RECORDS FOR THE TASK:
________________________

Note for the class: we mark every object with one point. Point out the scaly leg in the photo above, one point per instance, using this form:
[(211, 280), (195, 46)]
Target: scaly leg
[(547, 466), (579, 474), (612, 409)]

________________________

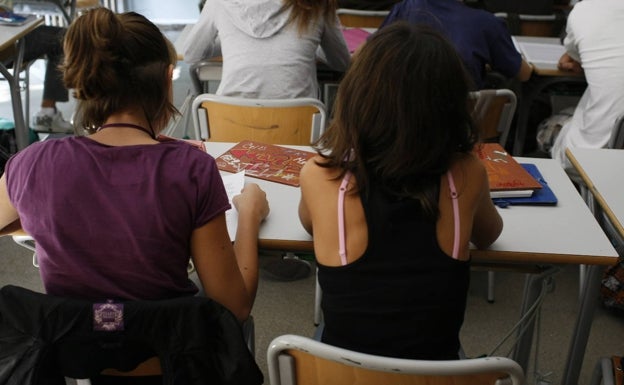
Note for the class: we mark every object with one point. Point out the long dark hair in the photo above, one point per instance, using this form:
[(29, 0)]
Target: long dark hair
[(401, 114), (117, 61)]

________________________

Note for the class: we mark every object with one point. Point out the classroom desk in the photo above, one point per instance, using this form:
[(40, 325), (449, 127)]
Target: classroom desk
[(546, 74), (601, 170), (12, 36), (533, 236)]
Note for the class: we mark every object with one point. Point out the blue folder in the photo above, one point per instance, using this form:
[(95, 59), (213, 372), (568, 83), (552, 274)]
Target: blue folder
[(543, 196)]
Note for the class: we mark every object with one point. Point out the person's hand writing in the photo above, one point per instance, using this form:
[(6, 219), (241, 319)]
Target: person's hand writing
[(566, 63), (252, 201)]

________________________

WHAT THE TASK ASKS: Arrange the stretch of the data above from the line containing "out the scaly" through the line containing "[(547, 466), (579, 474), (612, 409)]" as a JSON list of strings, one string per line, leaving out any blank lines.

TASK ANSWER:
[
  "Note for the class: we mark every object with one point. Point out the scaly leg in the photo above, one point per instance, using this form:",
  "[(211, 280), (195, 46)]",
  "Target: scaly leg",
  "[(547, 466), (579, 474), (612, 409)]"
]